Palacios-Martinez: Eine große, auch wenn er sehr streng sein kann. Selbst wenn ich in manchen Jugendspielen mal vier oder fünf Tore geschossen habe, hatte er hat etwas zu kritisieren (lacht). Manchmal nervt das, aber bislang hat mich das recht weit nach oben gebracht. Er trifft schon meistens den richtigen Punkt bei mir, auch wenn er selbst nie sehr hoch gespielt hat. Aber er hat viel Ahnung, auch in taktischen Fragen.
SPOX: Sie haben bislang 13 Spiele für die Nachwuchs-Nationalmannschaften des DFB absolviert. Kürzlich haben Sie dem deutschen Verband abgesagt. Was waren Ihre Beweggründe?
Palacios-Martinez: Der Adler auf der Brust hat sich irgendwie nie richtig angefühlt. Ich habe für den DFB häufig ohne die Leidenschaft gespielt, die es braucht. Natürlich habe ich auch damals immer alles gegeben, aber es war einfach nicht das Richtige. Mir fehlte die Identifikation mit Deutschland. Ich habe schon ein oder zwei Jahre mit dem Gedanken gespielt, mich für Spanien zu entscheiden. Vor kurzem habe ich mich nun dafür entschieden.

────────────────

[AUFGABE]:
Tippen Sie das Interview mit Palacios-Martinez von „Palacios-Martinez: Der Adler“ bis „nun dafür entschieden.“ wortgetreu ab.

[Gespeicherte Einträge]:
────────────────

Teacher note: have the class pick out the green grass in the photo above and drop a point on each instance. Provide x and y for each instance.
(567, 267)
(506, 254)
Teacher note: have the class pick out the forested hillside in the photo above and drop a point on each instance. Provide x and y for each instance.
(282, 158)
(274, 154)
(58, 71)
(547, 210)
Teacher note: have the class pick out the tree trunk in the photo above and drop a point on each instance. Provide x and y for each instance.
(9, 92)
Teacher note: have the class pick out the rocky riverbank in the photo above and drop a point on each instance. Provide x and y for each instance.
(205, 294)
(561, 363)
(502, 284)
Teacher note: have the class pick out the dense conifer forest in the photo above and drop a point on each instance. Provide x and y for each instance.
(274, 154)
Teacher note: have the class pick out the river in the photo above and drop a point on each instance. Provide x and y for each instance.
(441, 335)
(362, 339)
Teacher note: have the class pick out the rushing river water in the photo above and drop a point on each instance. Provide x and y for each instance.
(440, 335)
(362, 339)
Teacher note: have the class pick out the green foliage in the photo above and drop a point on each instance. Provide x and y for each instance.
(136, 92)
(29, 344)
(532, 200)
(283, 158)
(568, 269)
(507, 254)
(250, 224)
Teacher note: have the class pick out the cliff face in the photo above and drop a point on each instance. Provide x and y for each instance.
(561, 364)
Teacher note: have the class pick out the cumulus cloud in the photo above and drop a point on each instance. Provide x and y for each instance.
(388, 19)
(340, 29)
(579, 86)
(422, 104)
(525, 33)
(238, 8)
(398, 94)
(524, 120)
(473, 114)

────────────────

[LÖSUNG]:
Palacios-Martinez: Der Adler auf der Brust hat sich irgendwie nie richtig angefühlt. Ich habe für den DFB häufig ohne die Leidenschaft gespielt, die es braucht. Natürlich habe ich auch damals immer alles gegeben, aber es war einfach nicht das Richtige. Mir fehlte die Identifikation mit Deutschland. Ich habe schon ein oder zwei Jahre mit dem Gedanken gespielt, mich für Spanien zu entscheiden. Vor kurzem habe ich mich nun dafür entschieden.